Animations with matplotlib - 2: Random walks

January 31, 2021

This post is the second in a series on how to use the matplotlib.animation module to create animated plots. The examples here use this module to create animations of 2D random walks.

Introduction #

matplotlib¹ is a python library for creating high quality scientific plots. It contains a module matplotlib.animation to create animations. This post shows examples of using this module to create some interesting visualizations of 2D random walks.

Random walks #

Random walks² are models for many physical phenomena, such as the movement of molecules in a liquid or gas, and the diffusion of proteins on the cell membrane. To simulate a random walk, a particle is placed at some initial position $\bold{r}_0 = (x_0, y_0)$ and advanced using the recursion relation:

$$ \bold{r}_{j+1} = (x_j + \delta x, y_j + \delta y) $$

The displacement along each axis is a normally distributed random variable: $$ \delta x, \delta y \sim \cal{N}(0, \sigma) $$

This algorithm produces a Gaussian random walk. The standard deviation $\sigma$ of the normal distribution is related to the diffusion coefficient of the particle³.

• _Task description_
Please carry on the post about animating 2D random walks with matplotlib, starting right after its final sentence.

• _Exercise data_
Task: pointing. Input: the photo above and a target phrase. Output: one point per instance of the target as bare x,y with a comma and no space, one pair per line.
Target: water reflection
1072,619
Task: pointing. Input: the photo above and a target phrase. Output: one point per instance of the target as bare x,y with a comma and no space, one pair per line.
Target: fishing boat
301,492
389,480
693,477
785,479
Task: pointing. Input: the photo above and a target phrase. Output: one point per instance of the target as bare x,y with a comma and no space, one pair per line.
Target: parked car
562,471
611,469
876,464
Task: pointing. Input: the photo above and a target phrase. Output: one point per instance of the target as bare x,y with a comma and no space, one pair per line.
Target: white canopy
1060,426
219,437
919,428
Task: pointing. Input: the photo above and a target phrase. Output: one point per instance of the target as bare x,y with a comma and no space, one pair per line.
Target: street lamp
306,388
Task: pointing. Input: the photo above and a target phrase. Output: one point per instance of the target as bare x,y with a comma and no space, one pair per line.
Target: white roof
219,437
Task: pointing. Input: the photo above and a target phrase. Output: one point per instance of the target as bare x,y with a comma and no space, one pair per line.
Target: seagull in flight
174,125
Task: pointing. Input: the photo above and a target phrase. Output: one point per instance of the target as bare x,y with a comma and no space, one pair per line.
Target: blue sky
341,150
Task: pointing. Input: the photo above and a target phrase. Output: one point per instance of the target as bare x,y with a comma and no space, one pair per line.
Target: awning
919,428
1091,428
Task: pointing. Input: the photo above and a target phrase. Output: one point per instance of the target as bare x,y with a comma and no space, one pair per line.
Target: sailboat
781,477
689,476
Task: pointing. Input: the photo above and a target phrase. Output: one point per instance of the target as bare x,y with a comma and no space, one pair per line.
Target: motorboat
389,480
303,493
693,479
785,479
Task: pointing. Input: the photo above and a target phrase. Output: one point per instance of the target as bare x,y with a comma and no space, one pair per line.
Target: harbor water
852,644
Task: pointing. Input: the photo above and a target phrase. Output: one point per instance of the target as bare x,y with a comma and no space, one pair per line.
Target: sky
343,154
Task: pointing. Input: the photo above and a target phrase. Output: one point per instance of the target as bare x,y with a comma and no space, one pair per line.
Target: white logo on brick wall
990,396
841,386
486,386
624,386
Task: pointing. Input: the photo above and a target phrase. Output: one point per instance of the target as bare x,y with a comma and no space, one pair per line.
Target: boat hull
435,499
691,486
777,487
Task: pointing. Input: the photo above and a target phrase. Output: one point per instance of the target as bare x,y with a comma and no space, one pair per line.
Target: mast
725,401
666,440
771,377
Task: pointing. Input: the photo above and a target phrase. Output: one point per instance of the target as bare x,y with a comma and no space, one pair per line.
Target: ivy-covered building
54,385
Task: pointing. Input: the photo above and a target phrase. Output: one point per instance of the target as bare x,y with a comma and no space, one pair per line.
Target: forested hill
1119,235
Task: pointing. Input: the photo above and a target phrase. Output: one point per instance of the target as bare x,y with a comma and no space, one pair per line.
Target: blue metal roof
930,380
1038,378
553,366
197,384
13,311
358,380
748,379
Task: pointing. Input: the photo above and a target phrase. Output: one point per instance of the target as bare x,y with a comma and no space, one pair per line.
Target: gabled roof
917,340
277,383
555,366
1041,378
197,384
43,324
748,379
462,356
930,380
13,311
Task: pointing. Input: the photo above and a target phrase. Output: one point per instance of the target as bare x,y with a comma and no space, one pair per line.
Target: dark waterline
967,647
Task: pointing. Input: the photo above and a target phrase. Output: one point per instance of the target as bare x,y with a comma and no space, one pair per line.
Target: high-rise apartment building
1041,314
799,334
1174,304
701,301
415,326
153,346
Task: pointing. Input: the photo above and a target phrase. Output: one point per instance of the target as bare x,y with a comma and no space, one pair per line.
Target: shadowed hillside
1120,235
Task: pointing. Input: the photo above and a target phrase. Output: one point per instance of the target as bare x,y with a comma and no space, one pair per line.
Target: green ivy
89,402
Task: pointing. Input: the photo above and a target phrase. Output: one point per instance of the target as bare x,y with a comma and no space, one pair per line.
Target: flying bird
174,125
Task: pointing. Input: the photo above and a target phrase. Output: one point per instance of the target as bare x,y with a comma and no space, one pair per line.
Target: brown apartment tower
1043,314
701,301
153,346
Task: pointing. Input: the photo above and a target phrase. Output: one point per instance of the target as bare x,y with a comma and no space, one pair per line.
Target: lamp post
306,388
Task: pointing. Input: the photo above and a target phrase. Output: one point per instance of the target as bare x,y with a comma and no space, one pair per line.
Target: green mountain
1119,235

• _Task result_
In the examples below, particles are initially placed within a small central region of the simulation domain. Each particle moves independently, following the random walk algorithm above. Over time, the aggregated random motion of the particles disperses them like a drop of ink mixing in water.

Examples #

These examples follow a common template:

Set up an empty plot
Initialize with plot elements, eg: points in their initial location
Update plot element attributes, eg: change point coordinates

Step 3 is repeated at each frame to advance the animation. The function FuncAnimation() implements these steps.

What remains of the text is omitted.